INSTRUCTION:
Reproduce the line that contains "point: the shadow" and every line after it through the end of the records, exactly, with nothing added.
+ + + +
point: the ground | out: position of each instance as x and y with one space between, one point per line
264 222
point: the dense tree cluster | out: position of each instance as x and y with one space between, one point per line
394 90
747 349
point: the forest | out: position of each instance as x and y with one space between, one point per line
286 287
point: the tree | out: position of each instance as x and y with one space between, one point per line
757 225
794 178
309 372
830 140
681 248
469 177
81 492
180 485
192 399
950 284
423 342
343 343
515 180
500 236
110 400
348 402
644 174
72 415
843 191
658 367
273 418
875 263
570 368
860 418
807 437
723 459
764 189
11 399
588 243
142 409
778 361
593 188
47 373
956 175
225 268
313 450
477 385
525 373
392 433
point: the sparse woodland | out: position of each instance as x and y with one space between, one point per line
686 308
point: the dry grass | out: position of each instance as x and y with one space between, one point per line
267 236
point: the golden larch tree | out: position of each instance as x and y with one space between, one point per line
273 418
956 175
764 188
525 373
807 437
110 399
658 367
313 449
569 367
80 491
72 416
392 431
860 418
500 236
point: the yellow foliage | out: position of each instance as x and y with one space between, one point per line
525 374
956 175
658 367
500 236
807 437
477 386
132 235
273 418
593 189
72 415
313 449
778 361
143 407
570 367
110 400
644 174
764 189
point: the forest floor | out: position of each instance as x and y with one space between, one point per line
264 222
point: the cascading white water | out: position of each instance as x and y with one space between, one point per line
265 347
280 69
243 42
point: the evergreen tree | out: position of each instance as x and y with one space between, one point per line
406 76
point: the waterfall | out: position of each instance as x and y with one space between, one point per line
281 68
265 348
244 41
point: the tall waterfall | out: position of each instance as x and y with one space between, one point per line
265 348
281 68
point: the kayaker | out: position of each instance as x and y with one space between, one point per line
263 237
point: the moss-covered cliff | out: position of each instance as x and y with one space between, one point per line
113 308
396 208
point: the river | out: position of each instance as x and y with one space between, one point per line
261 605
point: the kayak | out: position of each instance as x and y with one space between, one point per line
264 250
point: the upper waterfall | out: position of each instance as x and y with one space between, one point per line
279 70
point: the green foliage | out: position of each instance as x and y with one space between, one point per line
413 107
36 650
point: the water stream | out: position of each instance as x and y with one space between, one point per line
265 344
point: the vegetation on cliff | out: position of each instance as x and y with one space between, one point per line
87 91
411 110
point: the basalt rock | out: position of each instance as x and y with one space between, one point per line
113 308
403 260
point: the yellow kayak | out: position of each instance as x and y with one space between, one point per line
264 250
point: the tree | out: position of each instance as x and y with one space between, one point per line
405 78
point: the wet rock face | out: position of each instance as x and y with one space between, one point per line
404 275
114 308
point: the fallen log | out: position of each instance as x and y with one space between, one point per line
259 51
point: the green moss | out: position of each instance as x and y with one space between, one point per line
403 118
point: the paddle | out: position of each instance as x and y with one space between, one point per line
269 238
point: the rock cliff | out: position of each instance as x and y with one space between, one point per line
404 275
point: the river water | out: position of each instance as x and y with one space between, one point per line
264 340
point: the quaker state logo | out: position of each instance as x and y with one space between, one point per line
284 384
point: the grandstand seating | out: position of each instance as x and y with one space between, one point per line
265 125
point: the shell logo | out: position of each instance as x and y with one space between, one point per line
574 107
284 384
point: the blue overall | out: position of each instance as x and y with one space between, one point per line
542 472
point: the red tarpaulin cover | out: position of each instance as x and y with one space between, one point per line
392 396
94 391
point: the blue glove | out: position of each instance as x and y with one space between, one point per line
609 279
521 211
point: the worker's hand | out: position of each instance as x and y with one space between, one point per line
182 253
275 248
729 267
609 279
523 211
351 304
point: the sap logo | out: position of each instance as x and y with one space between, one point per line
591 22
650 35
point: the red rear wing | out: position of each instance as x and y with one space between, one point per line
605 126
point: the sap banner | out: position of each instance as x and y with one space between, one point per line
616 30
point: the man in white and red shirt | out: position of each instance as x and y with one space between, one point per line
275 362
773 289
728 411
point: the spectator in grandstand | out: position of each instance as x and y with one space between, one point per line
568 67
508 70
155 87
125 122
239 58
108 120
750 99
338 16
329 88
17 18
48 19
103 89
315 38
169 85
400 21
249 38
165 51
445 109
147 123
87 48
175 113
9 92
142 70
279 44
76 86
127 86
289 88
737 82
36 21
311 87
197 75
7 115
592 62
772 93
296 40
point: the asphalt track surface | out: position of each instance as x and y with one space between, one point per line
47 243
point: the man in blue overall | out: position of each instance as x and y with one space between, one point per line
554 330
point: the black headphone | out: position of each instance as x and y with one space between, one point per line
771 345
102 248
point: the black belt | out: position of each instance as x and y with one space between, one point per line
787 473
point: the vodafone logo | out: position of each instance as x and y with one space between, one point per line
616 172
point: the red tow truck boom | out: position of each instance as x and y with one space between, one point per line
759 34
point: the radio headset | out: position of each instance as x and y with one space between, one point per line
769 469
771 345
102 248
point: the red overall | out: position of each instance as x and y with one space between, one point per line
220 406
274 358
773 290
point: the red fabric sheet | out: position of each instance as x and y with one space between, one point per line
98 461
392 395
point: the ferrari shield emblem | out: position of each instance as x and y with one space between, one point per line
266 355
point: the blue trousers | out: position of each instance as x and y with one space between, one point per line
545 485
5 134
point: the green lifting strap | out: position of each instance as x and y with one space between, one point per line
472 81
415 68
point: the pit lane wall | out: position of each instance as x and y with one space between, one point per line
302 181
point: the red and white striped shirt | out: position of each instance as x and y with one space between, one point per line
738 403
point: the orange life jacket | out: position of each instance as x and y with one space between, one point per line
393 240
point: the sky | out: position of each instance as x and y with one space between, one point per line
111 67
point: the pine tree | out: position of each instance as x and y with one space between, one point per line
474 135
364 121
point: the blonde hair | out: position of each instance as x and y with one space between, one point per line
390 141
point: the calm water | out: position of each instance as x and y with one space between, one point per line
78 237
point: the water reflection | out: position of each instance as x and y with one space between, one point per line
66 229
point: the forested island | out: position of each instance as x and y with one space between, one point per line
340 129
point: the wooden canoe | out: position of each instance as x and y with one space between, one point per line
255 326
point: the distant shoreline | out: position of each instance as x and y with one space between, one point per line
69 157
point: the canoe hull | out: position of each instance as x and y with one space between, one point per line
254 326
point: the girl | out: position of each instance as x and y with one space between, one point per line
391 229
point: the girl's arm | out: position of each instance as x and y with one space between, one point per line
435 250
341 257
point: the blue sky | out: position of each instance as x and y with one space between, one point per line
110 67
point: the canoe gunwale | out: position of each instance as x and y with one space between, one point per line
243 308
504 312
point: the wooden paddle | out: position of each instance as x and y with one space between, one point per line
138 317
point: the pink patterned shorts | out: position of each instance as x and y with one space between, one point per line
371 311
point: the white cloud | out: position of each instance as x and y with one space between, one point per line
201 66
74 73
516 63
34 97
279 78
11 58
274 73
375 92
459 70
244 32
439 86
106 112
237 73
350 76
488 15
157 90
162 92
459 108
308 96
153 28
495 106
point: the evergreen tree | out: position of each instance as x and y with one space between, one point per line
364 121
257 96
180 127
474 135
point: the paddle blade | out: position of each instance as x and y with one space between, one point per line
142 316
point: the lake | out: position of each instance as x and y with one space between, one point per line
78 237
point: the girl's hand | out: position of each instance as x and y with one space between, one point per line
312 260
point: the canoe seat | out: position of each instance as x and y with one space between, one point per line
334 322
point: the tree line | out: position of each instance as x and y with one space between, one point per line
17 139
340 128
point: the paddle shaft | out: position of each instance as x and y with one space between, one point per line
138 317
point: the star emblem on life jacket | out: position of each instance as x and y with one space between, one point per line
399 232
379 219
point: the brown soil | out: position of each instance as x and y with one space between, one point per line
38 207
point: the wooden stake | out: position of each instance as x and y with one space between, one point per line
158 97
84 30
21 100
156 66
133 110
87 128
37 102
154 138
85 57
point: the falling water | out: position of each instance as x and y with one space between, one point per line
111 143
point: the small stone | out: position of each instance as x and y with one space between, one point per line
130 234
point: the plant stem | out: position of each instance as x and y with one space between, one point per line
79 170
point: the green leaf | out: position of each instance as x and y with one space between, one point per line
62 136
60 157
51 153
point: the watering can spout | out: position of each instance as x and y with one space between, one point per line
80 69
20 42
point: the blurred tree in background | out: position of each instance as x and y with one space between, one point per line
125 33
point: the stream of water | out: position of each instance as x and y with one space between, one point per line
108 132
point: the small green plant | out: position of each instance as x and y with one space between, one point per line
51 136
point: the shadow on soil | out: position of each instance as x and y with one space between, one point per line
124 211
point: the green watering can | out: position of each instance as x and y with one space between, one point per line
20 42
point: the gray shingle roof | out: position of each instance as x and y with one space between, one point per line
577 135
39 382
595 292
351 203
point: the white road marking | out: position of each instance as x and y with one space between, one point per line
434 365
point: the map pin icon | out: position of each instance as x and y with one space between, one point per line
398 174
+ + + +
RESPONSE TO THE EXERCISE:
point: the shadow on soil | out: position of each instance as x and y with one space between, one point per line
124 211
point: the green watering can | out: position of each instance as x and y with one space between, one point per line
20 42
point: the gray shingle roof | out: position of each instance as x and y with one space between, one point per line
577 135
39 382
595 292
351 203
point: the white road marking | out: position of each instance as x and y with one space between, one point per line
434 365
point: the map pin icon | out: position of each instance as x and y with one space between, one point per line
398 174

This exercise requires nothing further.